(Required action 1) From the Art2Mus excerpt, reproduce everything from "B. Model Architecture" down to "or ImageBind (1024-dim).".
(Required action 2) Translate this sentence from the Art2Mus excerpt into Spanish: "The framework is built upon AudioLDM 2, a latent diffusion model originally designed for text-to-audio generation."

(Quoted passage)
Pairing Strategy: Artworks and music tracks were paired using ImageBind embeddings. The authors evaluated four pairing strategies (Raw Image–Raw Audio, Image–Audio Caption, etc.). They selected the Image–Audio (raw-to-raw) pairing based on qualitative inspection, despite it having lower average cosine similarity than caption-based pairs, as it yielded the most semantically aligned results.

B. Model Architecture (Art2Mus)

The framework is built upon AudioLDM 2, a latent diffusion model originally designed for text-to-audio generation.

Core Innovation: Instead of feeding text tokens, Art2Mus injects visual embeddings directly into the conditioning space.
Visual Conditioning Extractor:
1. Image Encoder: Extracts embeddings using either CLIP (512-dim) or ImageBind (1024-dim).
2. Image Aligner: A modular network that upscales 512-dim embeddings to 1024-dim (if necessary) and projects them into GPT-2's token space (768-dim). This creates a set of visual tokens ( $N$ tokens per image) that mimic the structure of text tokens.

Photo-based referring expression data
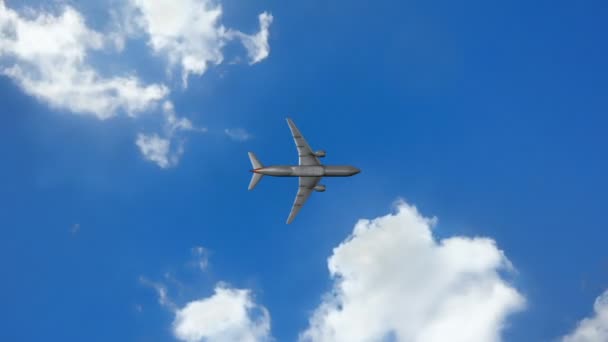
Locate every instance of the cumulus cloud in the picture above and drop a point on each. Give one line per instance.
(189, 33)
(595, 328)
(237, 134)
(45, 54)
(394, 281)
(227, 315)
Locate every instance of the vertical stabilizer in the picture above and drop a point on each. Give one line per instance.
(254, 161)
(256, 177)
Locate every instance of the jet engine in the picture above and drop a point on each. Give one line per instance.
(320, 153)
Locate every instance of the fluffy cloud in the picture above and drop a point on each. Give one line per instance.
(393, 280)
(228, 315)
(257, 45)
(189, 33)
(45, 55)
(594, 329)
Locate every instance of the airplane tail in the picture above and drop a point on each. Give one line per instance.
(255, 163)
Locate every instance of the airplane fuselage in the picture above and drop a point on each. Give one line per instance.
(308, 170)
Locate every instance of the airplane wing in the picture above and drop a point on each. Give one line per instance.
(307, 157)
(307, 185)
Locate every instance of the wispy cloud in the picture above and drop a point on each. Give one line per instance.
(47, 55)
(189, 33)
(238, 134)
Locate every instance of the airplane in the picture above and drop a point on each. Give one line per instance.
(309, 170)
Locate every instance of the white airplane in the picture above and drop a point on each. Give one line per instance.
(309, 170)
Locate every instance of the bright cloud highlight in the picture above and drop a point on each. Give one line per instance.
(394, 281)
(227, 315)
(595, 328)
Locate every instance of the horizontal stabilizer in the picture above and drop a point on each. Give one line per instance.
(255, 163)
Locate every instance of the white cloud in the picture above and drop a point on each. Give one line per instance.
(45, 55)
(228, 315)
(157, 150)
(593, 329)
(237, 134)
(189, 33)
(257, 45)
(393, 280)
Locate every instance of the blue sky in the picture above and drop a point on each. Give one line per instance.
(490, 117)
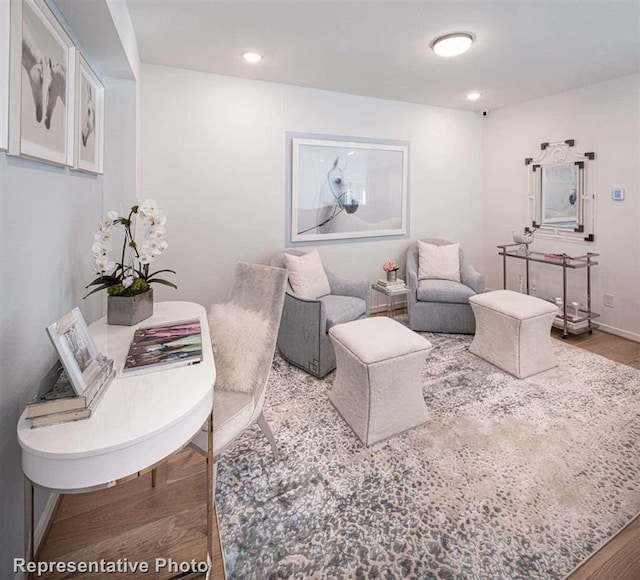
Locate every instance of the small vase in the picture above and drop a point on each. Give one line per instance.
(129, 310)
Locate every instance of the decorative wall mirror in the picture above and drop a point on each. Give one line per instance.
(561, 191)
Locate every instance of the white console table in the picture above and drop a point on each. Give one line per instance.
(139, 422)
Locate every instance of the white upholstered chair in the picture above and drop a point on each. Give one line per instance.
(260, 290)
(441, 305)
(303, 339)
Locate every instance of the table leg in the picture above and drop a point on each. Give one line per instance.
(210, 488)
(28, 520)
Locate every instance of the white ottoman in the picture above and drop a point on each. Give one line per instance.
(513, 331)
(377, 388)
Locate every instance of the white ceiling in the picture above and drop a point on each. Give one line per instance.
(524, 49)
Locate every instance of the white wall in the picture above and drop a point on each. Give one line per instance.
(48, 216)
(213, 156)
(603, 118)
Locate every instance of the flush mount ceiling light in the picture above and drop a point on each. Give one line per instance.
(452, 44)
(252, 57)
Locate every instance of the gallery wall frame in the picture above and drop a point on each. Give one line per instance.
(89, 138)
(75, 347)
(5, 42)
(342, 189)
(42, 85)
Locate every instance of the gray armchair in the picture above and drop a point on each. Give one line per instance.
(442, 305)
(303, 338)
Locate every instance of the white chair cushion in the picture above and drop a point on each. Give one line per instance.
(379, 338)
(307, 276)
(438, 262)
(231, 413)
(340, 309)
(239, 337)
(514, 304)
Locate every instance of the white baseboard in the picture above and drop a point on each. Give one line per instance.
(42, 525)
(617, 331)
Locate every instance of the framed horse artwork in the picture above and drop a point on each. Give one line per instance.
(43, 68)
(345, 189)
(5, 19)
(89, 119)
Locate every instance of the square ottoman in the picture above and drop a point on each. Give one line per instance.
(513, 331)
(377, 388)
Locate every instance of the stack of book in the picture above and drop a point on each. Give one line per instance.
(572, 324)
(61, 404)
(396, 284)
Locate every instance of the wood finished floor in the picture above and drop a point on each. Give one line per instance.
(141, 523)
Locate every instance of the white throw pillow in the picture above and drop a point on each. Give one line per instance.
(439, 262)
(307, 276)
(239, 337)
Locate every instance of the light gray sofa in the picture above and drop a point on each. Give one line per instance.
(442, 305)
(303, 338)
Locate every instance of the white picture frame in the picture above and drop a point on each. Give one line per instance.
(89, 139)
(42, 85)
(77, 351)
(5, 45)
(345, 188)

(Written answer 1)
B. Model Architecture (Art2Mus)

The framework is built upon AudioLDM 2, a latent diffusion model originally designed for text-to-audio generation.

Core Innovation: Instead of feeding text tokens, Art2Mus injects visual embeddings directly into the conditioning space.
Visual Conditioning Extractor:
1. Image Encoder: Extracts embeddings using either CLIP (512-dim) or ImageBind (1024-dim).

(Written answer 2) El marco se basa en AudioLDM 2, un modelo de difusión latente diseñado originalmente para la generación de texto a audio.